Goal of the exercise: Only the lines from the one containing "Exercise. Mark the blonde woman" to the end of the entries should be written out, each exactly as it stands, both ends included.

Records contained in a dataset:
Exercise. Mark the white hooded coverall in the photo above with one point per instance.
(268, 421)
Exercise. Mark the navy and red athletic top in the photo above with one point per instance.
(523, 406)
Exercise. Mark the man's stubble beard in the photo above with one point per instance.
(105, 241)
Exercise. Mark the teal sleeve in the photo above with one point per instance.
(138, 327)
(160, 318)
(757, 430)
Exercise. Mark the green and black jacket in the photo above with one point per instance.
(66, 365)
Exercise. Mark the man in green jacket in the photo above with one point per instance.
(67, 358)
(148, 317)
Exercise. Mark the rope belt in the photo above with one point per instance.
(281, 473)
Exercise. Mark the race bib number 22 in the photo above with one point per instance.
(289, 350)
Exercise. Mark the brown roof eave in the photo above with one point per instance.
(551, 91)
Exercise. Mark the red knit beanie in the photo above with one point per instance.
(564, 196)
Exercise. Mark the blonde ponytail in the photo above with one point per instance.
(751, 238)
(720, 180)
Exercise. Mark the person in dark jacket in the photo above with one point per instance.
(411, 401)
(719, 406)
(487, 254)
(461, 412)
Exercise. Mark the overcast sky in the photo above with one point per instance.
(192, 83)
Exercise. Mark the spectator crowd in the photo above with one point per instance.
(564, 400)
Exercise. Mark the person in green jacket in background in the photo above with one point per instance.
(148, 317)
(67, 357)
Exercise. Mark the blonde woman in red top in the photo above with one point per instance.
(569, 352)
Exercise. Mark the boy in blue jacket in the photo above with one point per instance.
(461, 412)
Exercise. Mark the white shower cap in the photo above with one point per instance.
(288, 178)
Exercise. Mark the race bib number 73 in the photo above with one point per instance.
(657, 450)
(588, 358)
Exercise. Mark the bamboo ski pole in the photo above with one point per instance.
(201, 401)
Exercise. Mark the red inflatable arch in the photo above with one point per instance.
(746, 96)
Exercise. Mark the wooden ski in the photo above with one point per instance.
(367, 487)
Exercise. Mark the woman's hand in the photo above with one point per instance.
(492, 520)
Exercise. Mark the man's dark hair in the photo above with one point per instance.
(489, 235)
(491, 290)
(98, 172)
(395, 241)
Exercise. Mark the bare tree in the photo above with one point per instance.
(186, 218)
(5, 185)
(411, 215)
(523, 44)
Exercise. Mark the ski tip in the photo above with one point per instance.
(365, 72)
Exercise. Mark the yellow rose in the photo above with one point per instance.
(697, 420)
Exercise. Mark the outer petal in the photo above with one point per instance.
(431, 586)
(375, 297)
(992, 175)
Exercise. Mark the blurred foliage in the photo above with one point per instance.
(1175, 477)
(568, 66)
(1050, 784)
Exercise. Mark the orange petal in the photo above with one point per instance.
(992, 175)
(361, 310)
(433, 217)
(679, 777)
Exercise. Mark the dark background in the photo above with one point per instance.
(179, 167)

Problem solution:
Exercise. Mark the blonde woman in red top in the photo above with one point per instance.
(569, 352)
Exercise. Mark the boy in blue jacket in the photo above with one point per instance.
(461, 412)
Exercise. Mark the white shower cap in the photo above with one point per instance.
(288, 178)
Exercise. Mark the race bib number 73 in the photo above with one point per instance.
(657, 450)
(588, 358)
Exercise. Mark the bamboo ski pole in the photo above with one point per instance.
(201, 401)
Exercise. Mark the red inflatable arch in the photo above with one point per instance.
(746, 96)
Exercise. Mark the wooden ski in the photo above with one point per instance.
(367, 487)
Exercise. Mark the woman's hand in the photo above with one point per instance.
(492, 520)
Exercise. Mark the man's dark hair in the photo above with one point per instance.
(489, 235)
(491, 290)
(98, 172)
(395, 241)
Exercise. Mark the bare tree in the photo above with one point per instance.
(186, 218)
(5, 185)
(411, 215)
(523, 44)
Exercise. Mark the ski tip in the photo above with one point per instance.
(365, 72)
Exercise. Mark the yellow rose in the photo above with one point per instance.
(697, 420)
Exercise. Mark the outer petal in the photo above with one point per instance.
(431, 586)
(375, 297)
(992, 175)
Exercise. Mark the blurred foliage in the photo above with one point per instance.
(1175, 477)
(568, 66)
(1050, 784)
Exercise. Mark the orange petal in the photo above with one point per instance.
(992, 175)
(361, 310)
(433, 217)
(679, 777)
Exercise. Mark the dark background in the photo above with one point per instance.
(179, 167)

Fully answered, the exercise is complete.